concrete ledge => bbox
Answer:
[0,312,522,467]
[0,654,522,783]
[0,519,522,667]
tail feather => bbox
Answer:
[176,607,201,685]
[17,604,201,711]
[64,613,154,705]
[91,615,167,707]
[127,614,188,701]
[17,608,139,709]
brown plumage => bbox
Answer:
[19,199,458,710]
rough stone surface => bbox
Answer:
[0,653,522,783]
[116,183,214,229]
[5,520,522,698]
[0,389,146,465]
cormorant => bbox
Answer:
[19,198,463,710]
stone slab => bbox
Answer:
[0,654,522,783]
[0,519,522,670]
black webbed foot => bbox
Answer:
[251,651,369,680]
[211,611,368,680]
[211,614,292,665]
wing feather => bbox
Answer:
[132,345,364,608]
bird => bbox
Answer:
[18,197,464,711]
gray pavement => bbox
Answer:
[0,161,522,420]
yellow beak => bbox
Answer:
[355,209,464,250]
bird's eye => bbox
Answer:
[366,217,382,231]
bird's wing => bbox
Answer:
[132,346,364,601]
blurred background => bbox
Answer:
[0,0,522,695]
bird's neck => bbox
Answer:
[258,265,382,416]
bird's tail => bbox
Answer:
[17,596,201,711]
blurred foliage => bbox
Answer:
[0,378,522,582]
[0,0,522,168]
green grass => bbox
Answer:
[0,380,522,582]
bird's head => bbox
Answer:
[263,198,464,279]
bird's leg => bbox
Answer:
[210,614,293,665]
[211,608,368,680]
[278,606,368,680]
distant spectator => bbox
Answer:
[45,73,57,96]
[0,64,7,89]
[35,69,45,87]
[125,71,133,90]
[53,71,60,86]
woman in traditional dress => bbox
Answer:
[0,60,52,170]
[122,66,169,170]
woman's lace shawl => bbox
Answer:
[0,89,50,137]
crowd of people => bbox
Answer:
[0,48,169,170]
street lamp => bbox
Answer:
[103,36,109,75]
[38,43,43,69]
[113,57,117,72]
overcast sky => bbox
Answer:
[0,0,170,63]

● ● ●

The exercise = Copy all of the data above, substituting "lamppost" for "street lamp" and leaving everything else as it is.

Expected answer =
concrete ledge => bbox
Answer:
[0,312,522,467]
[0,654,522,783]
[0,519,522,667]
tail feather => bbox
Answer:
[176,607,201,685]
[17,604,201,711]
[64,613,154,705]
[91,615,167,707]
[127,614,188,701]
[17,608,139,709]
brown plumage => bbox
Answer:
[19,199,458,710]
rough stone surface => bbox
Answer:
[0,653,522,783]
[116,183,214,229]
[5,520,522,698]
[0,389,146,465]
cormorant => bbox
Answer:
[19,198,463,710]
stone slab => bbox
Answer:
[0,654,522,783]
[0,519,522,670]
black webbed foot => bbox
Answer:
[251,651,369,680]
[211,611,368,680]
[211,614,292,665]
wing feather => bbox
Answer:
[132,345,364,608]
bird => bbox
Answer:
[18,197,464,711]
gray pavement => bbox
Answer:
[0,161,522,420]
yellow beak => bbox
Answer:
[355,209,464,250]
bird's eye => bbox
Answer:
[366,217,382,231]
bird's wing => bbox
Answer:
[132,346,364,601]
blurred background => bbox
Answer:
[0,0,522,695]
bird's neck => bbox
Answer:
[258,265,382,416]
bird's tail => bbox
Answer:
[17,596,201,711]
blurred foliage => bbox
Answer:
[0,378,522,582]
[0,0,522,168]
green grass => bbox
Answer:
[0,380,522,582]
bird's head => bbox
Answer:
[263,198,464,279]
bird's leg => bbox
Answer:
[210,614,293,665]
[211,608,368,680]
[278,606,368,680]
distant spectator => bbox
Answer:
[45,73,57,96]
[0,64,7,89]
[35,69,45,87]
[125,71,133,90]
[53,71,60,86]
woman in traditional dress => bbox
Answer:
[0,60,52,170]
[122,66,169,170]
woman's lace shawl => bbox
Answer:
[0,89,50,137]
crowd of people => bbox
Answer:
[0,48,169,170]
lamppost => bbox
Answer:
[103,36,109,75]
[38,43,43,69]
[113,57,117,72]
overcast sky => bbox
Answer:
[0,0,170,63]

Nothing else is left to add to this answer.